Records supplied section start
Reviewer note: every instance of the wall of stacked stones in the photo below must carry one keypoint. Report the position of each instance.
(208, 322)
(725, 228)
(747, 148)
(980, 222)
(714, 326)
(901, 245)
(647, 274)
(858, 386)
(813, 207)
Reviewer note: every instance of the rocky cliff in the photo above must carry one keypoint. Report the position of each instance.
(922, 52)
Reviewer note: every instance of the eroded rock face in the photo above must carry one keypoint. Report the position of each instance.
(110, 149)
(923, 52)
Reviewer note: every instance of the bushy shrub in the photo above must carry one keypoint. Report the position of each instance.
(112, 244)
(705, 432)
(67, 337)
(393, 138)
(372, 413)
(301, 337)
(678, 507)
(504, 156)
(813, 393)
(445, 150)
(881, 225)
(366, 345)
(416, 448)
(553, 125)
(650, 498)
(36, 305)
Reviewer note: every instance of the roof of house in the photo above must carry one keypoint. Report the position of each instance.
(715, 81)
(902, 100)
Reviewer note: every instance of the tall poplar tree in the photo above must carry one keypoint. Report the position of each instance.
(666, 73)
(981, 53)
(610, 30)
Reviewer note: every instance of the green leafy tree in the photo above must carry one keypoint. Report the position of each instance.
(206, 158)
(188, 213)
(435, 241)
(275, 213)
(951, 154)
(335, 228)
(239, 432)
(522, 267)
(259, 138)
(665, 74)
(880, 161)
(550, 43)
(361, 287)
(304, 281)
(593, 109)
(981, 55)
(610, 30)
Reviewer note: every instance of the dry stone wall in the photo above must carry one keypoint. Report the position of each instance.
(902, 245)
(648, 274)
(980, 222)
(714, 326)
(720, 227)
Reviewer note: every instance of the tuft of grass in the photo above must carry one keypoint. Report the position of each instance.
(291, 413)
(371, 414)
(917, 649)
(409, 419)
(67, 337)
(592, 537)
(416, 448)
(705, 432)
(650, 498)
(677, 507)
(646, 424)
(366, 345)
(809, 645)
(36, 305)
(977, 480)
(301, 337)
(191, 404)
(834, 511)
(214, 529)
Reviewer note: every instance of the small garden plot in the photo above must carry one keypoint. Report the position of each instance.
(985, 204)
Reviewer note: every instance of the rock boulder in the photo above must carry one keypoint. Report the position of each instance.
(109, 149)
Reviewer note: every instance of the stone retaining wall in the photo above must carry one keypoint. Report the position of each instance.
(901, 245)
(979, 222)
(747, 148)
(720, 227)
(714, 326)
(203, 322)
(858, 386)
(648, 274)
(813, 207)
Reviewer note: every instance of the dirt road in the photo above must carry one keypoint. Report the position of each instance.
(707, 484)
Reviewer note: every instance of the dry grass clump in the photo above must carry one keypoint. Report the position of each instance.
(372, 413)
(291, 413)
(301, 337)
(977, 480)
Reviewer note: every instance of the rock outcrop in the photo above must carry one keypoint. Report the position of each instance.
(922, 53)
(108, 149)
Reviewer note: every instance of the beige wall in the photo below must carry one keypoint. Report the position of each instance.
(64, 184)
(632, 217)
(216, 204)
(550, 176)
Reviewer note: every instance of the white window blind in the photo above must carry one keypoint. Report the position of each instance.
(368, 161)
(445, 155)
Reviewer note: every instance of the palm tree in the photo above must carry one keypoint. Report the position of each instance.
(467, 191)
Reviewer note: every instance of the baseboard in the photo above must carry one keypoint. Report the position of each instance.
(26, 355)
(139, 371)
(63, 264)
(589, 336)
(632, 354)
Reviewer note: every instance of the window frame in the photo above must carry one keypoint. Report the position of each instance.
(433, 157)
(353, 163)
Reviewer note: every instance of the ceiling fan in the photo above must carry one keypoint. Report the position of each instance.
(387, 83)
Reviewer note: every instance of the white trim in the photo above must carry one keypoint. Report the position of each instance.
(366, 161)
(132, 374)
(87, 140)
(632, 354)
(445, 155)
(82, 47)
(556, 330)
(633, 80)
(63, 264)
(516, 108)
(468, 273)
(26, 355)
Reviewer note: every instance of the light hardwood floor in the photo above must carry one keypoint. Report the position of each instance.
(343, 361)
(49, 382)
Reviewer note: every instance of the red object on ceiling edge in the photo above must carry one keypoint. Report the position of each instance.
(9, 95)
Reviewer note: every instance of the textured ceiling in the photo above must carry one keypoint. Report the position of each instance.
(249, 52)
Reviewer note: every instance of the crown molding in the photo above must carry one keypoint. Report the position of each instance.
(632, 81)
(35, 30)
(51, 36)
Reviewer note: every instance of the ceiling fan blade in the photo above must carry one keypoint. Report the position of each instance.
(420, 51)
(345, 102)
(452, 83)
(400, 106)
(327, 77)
Records supplied section end
Problem description >> If a line appears above, it belongs in your answer, printed exactly.

Answer for this exercise >>
Reviewer note: every instance of the wall of stacked stones in the photo below must carry one keypoint. Report the position of each instance.
(208, 322)
(725, 228)
(747, 148)
(980, 222)
(714, 326)
(901, 245)
(647, 274)
(858, 386)
(813, 207)
Reviewer note: every instance of the rocky cliff in the photo above must carry one keypoint. Report the position of each instance.
(922, 52)
Reviewer note: every instance of the eroded rock face in the photo above must carry one keypoint. Report the position of each instance.
(110, 149)
(923, 52)
Reviewer note: every instance of the bushy shrub in the photo above must carry one keypoint. Report the position of each instance.
(112, 244)
(705, 432)
(67, 337)
(393, 138)
(372, 413)
(301, 337)
(678, 507)
(504, 156)
(813, 393)
(445, 150)
(881, 225)
(366, 345)
(416, 448)
(553, 125)
(650, 498)
(36, 305)
Reviewer note: every instance of the roof of house in the photo above must carry one keypoint. Report the position of each instance.
(715, 81)
(902, 100)
Reviewer note: every instance of the tall poplar tree in the photo above must carry one keypoint. Report the position of each instance.
(666, 73)
(981, 53)
(610, 30)
Reviewer note: every instance of the green leafy tree in the photo above must carry one keypoint. Report the position of each instance.
(206, 158)
(188, 213)
(435, 241)
(275, 213)
(951, 154)
(335, 228)
(239, 432)
(522, 267)
(259, 138)
(665, 74)
(880, 161)
(550, 43)
(361, 287)
(304, 281)
(593, 109)
(981, 55)
(610, 30)
Reviewer note: every instance of the dry stone wall in the photo above must carry one keypoint. Report the position of each instance.
(902, 245)
(648, 274)
(980, 222)
(714, 326)
(720, 227)
Reviewer note: every instance of the tuft of grass in the photo above must carry one keypoint. Report the position of each instance.
(291, 413)
(371, 414)
(917, 649)
(409, 419)
(67, 337)
(592, 537)
(416, 448)
(705, 432)
(650, 498)
(677, 507)
(646, 424)
(366, 345)
(809, 645)
(36, 305)
(977, 480)
(301, 337)
(191, 404)
(834, 511)
(214, 529)
Reviewer note: every instance of the small garden plot in the photo above must carry one keypoint. Report the position of each instance.
(985, 204)
Reviewer note: every instance of the rock boulder in the photo above must carry one keypoint. Report the position of each instance.
(109, 149)
Reviewer note: every instance of the stone retaining wall in the photo above must carry one keypoint. Report the position of each instance.
(901, 245)
(979, 222)
(747, 148)
(720, 227)
(714, 326)
(203, 322)
(858, 386)
(648, 274)
(813, 207)
Reviewer note: every instance of the dirt road in the photo above must carry one keypoint. Report the position of each instance.
(707, 484)
Reviewer note: every instance of the dry grass clump in the photo above must carry one keypoint. Report the position of each instance.
(372, 413)
(291, 413)
(301, 337)
(977, 480)
Reviewer note: every instance of the rock outcrop in the photo above must carry one keypoint. Report the position of each instance.
(922, 53)
(108, 149)
Reviewer note: every instance of the beige wall in the photo below must carry one keypoint. Report the position of each instance.
(64, 184)
(632, 217)
(216, 204)
(550, 176)
Reviewer note: every instance of the white window blind in the photo above must carry one keypoint. Report the position of each instance.
(368, 161)
(445, 155)
Reviewer note: every instance of the palm tree in the photo above must carry one keypoint. Report the position of each instance.
(467, 191)
Reviewer note: every instance of the baseboard in the photo above must carry one keypoint. Report the position of each instance.
(26, 355)
(139, 371)
(63, 264)
(589, 336)
(632, 354)
Reviewer note: every instance of the window frame in the photo above must carry one keypoint. Report the position of each instance.
(433, 157)
(353, 163)
Reviewer note: every instance of the ceiling fan in the photo above must carry one keypoint. Report the position of each instance.
(387, 83)
Reviewer note: every instance of the white trim in the photo above must carry one keypoint. Report the position of each instance.
(366, 161)
(132, 374)
(87, 140)
(632, 354)
(445, 155)
(82, 47)
(556, 330)
(633, 80)
(63, 264)
(516, 108)
(468, 273)
(26, 355)
Reviewer note: every instance of the light hardwood floor in the photo above must carry one keypoint. Report the position of each instance.
(343, 361)
(49, 382)
Reviewer note: every instance of the red object on ceiling edge in the photo above must carry one keypoint. Report the position of each instance.
(9, 95)
Reviewer note: every instance of the textured ceiling in the photo above must carry one keypoint. Report the position of each instance.
(249, 52)
Reviewer note: every instance of the crown molding in the photo above must carry one keypoint. Report the position of each instance.
(632, 81)
(35, 30)
(51, 36)
Reviewer note: every instance of the ceiling fan blade in the photo above must carry one keypoint. Report the position of each instance.
(420, 51)
(345, 102)
(452, 83)
(400, 106)
(327, 77)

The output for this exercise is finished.